■ YOUR GOAL ■
Your answer should consist of the listing, repeated exactly.
============================================================
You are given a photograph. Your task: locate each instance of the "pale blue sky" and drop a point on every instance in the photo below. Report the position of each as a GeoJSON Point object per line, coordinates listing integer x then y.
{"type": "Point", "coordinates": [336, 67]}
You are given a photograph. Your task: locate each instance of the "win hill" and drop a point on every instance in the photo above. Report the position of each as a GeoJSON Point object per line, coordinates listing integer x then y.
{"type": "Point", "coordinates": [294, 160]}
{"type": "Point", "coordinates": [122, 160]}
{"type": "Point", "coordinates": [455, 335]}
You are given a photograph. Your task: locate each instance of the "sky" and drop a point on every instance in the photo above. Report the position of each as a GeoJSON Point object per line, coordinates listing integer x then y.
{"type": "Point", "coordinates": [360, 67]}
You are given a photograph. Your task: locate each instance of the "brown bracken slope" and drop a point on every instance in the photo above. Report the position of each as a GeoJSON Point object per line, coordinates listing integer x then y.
============================================================
■ WORKED SOLUTION ■
You are given a photograph. Your task: locate each instance of the "pale blue sky" and drop a point on every instance in the photo below. Report the position of each as a GeoJSON Point object per line, coordinates listing integer x then y.
{"type": "Point", "coordinates": [336, 67]}
You are given a photograph. Your task: locate each instance of the "win hill" and drop a point on every instance in the photo above. Report the position of each as a GeoJSON Point object per line, coordinates listing integer x then y.
{"type": "Point", "coordinates": [294, 160]}
{"type": "Point", "coordinates": [122, 160]}
{"type": "Point", "coordinates": [455, 335]}
You are given a photograph. Your task: locate each instance of the "sky" and drop a point on every instance in the photo above. Report the position of each as a GeoJSON Point object per line, coordinates listing integer x then y.
{"type": "Point", "coordinates": [360, 67]}
You are given a photograph. Your task: locate each instance of the "brown bracken slope" and drop a point on every instance in the photo above. Report the position of each as a GeoJSON Point object per line, coordinates listing integer x then y.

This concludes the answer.